* START *

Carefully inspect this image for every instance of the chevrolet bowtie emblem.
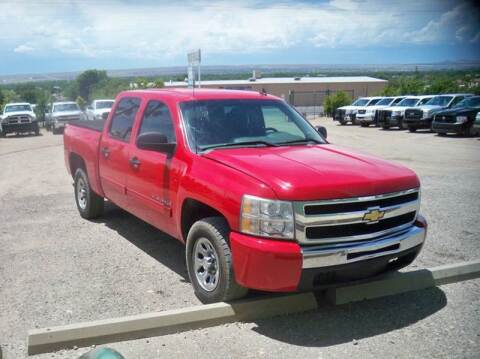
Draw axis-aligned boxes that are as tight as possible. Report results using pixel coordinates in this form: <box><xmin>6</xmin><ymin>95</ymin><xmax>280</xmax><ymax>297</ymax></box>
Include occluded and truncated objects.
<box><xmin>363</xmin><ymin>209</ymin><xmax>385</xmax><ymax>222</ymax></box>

* END *
* START *

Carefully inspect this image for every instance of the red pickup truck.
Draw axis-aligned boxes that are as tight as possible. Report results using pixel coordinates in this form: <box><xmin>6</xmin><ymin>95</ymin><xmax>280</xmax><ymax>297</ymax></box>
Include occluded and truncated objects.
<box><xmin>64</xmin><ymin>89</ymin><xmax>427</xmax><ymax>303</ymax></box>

* END *
* START *

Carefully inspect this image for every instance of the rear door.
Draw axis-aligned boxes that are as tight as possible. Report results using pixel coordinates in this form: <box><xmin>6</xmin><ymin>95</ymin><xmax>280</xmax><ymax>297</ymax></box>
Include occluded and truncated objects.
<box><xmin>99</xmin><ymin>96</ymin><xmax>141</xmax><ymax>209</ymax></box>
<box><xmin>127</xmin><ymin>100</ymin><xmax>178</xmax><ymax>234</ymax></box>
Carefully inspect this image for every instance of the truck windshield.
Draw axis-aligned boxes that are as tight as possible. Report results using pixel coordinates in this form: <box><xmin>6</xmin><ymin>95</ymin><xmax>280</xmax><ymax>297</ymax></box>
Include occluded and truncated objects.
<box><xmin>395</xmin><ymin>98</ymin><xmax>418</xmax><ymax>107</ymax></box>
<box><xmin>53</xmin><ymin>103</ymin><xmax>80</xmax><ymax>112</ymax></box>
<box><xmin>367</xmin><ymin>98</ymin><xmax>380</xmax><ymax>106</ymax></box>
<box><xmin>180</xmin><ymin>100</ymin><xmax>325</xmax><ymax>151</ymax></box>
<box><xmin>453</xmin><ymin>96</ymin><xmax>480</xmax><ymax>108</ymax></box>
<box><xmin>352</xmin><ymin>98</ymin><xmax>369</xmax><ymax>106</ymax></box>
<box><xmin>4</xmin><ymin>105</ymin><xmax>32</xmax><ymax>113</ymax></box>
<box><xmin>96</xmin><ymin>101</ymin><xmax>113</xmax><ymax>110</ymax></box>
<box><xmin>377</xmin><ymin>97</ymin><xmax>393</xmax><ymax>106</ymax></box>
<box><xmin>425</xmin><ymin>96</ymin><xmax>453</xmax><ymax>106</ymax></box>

* END *

The request
State how many lines in the items above contain the word "Carefully", treating uppercase and lowercase as different. Reply with the number alone.

The reply
4